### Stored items
· · · · · · ·

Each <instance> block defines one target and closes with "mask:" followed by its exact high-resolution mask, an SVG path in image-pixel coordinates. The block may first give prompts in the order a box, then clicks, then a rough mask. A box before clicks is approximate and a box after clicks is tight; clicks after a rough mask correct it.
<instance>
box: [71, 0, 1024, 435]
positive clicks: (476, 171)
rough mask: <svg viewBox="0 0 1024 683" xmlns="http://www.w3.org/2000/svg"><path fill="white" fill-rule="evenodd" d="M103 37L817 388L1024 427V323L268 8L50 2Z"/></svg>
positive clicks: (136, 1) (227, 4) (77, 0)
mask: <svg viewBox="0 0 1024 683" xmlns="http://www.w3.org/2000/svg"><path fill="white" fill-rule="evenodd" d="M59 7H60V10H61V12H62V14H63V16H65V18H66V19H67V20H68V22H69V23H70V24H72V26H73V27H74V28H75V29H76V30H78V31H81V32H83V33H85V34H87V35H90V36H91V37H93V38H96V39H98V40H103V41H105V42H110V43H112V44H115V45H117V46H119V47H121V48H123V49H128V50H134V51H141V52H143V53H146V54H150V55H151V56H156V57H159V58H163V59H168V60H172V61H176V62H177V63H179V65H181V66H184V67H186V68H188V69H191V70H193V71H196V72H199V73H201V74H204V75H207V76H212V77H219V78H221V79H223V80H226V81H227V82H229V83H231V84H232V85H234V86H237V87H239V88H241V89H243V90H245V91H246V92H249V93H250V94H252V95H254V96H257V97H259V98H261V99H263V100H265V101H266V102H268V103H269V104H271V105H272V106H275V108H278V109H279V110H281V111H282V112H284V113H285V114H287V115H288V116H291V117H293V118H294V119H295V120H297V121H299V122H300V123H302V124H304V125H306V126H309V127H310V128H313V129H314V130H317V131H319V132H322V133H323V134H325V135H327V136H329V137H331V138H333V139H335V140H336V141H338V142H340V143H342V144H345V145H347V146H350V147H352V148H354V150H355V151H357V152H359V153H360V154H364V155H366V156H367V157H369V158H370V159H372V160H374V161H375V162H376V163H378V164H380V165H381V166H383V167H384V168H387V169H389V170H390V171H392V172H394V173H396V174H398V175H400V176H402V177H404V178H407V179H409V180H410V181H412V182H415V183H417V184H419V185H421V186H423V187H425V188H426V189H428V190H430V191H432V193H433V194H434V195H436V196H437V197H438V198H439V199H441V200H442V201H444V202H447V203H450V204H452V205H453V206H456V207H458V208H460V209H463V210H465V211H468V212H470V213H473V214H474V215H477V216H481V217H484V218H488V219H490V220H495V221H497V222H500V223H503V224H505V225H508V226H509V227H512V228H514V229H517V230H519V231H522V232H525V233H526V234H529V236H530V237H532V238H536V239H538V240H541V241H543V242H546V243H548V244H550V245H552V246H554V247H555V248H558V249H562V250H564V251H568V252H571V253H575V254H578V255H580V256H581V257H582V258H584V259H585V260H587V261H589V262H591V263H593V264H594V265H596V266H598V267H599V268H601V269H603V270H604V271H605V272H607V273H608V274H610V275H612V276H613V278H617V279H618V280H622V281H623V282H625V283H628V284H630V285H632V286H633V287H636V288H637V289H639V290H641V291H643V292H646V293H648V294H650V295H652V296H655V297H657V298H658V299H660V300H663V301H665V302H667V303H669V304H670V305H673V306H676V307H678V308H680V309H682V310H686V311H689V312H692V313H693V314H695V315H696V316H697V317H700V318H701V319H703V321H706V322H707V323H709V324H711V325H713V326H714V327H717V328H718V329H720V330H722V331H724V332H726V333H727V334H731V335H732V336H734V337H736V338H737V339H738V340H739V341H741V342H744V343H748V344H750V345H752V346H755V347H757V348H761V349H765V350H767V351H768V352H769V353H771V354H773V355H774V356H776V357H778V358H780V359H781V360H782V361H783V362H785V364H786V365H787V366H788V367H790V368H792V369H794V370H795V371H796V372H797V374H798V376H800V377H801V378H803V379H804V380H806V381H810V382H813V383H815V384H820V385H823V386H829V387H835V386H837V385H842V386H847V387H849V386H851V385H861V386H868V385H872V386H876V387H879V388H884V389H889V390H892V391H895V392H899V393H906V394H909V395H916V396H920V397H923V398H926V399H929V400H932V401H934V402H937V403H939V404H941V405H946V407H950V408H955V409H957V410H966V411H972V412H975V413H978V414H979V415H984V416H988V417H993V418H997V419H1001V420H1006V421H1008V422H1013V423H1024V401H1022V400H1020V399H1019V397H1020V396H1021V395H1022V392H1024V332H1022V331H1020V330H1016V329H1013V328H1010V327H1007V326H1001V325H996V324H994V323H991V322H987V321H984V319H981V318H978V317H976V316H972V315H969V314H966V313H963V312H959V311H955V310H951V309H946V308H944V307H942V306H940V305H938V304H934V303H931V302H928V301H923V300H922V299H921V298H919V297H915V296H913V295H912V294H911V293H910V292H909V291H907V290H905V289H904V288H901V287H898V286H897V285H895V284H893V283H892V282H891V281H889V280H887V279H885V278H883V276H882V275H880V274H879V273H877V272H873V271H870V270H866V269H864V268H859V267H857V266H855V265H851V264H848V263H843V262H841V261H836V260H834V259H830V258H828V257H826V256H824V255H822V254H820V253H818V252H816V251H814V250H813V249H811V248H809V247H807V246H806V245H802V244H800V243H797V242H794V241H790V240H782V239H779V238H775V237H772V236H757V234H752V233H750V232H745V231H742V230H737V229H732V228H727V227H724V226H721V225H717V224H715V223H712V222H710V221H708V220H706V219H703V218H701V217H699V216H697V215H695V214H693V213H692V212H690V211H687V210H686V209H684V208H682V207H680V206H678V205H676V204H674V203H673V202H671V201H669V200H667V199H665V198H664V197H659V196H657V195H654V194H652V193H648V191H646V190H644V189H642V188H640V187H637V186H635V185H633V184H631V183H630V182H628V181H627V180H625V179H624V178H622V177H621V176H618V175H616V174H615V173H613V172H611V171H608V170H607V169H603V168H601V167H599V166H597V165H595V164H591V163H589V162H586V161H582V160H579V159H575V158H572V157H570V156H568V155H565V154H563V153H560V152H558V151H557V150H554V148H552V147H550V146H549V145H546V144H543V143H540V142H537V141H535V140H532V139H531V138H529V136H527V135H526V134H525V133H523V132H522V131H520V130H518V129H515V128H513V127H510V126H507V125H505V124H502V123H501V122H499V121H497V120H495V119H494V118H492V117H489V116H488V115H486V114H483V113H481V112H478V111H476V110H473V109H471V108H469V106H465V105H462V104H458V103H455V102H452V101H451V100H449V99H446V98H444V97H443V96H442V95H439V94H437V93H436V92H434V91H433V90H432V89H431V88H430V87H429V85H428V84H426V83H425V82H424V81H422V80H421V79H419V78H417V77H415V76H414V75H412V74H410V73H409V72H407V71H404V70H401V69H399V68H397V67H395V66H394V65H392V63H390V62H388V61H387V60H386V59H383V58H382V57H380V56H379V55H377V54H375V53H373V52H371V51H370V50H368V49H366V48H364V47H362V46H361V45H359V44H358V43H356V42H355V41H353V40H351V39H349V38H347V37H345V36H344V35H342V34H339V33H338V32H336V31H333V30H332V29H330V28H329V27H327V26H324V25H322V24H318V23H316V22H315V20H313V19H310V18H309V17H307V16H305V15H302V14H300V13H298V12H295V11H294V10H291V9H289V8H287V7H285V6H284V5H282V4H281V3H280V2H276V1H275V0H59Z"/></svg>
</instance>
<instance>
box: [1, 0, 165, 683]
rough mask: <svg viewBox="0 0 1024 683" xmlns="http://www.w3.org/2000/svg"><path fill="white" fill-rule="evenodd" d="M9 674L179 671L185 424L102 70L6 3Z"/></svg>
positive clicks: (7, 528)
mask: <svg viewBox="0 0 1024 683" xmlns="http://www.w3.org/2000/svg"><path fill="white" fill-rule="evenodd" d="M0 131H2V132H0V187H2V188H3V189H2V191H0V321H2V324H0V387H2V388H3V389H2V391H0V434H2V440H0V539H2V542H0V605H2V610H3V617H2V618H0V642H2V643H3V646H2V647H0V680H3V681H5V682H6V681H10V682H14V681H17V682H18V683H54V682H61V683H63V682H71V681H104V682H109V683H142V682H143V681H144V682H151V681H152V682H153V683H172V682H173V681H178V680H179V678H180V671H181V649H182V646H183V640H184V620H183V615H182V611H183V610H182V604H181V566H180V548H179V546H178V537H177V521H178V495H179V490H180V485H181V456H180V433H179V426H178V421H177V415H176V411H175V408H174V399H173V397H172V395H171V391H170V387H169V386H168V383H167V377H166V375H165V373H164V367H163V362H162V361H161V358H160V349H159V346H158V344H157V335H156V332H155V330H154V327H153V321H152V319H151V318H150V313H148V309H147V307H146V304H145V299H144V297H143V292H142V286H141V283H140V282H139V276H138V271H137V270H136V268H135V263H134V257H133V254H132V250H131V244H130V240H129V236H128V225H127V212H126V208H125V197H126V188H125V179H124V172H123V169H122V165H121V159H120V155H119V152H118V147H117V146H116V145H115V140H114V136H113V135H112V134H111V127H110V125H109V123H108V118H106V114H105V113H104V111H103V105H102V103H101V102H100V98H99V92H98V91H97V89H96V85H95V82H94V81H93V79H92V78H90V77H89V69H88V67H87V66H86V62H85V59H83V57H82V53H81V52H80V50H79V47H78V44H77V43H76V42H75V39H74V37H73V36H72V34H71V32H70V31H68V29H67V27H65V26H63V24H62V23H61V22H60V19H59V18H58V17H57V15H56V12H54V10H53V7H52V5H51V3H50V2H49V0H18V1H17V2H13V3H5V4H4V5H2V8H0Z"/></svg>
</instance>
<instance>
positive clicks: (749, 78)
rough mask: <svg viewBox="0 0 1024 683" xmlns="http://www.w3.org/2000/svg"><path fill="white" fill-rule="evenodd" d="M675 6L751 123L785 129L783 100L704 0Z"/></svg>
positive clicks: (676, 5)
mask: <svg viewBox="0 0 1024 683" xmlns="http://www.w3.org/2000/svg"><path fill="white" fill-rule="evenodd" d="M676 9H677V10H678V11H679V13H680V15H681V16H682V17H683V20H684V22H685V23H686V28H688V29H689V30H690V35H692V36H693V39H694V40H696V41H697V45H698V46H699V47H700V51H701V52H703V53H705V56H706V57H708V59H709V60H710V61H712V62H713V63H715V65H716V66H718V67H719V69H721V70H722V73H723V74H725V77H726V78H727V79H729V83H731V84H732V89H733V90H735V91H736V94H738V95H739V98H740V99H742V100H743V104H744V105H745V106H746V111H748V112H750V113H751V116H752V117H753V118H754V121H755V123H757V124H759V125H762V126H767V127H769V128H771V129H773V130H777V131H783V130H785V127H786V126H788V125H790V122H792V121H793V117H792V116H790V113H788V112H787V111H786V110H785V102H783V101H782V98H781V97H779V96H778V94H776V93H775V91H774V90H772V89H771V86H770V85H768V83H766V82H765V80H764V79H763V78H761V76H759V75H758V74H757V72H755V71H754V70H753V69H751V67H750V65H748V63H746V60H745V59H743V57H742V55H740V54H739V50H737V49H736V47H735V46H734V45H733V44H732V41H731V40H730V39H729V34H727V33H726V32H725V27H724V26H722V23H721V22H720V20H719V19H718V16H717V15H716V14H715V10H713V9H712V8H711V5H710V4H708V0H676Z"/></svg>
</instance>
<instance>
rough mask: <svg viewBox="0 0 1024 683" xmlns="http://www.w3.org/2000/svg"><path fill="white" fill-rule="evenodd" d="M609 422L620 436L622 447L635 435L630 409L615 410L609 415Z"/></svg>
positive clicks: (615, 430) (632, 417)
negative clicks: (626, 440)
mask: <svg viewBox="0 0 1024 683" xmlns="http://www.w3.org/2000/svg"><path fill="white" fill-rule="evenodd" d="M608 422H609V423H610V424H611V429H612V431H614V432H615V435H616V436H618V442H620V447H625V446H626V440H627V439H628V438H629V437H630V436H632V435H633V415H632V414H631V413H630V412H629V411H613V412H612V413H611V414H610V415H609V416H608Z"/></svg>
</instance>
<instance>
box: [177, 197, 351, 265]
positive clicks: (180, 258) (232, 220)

· · · · · · ·

### Work request
Restate the data word for word. Begin at its first line, end at the line that contains "37L817 388L1024 427V323L268", and include both.

### Problem solution
Each <instance> block defines one target and closes with "mask:" followed by its exact high-resolution mask, an SVG path in image-pixel coordinates. The block may first give prompts in the order a box, then clicks, then a rough mask. A box before clicks is approximate and a box after clicks is tight; clicks after a rough mask correct it.
<instance>
box: [71, 0, 1024, 435]
positive clicks: (476, 171)
rough mask: <svg viewBox="0 0 1024 683" xmlns="http://www.w3.org/2000/svg"><path fill="white" fill-rule="evenodd" d="M103 37L817 388L1024 427V323L268 8L50 2Z"/></svg>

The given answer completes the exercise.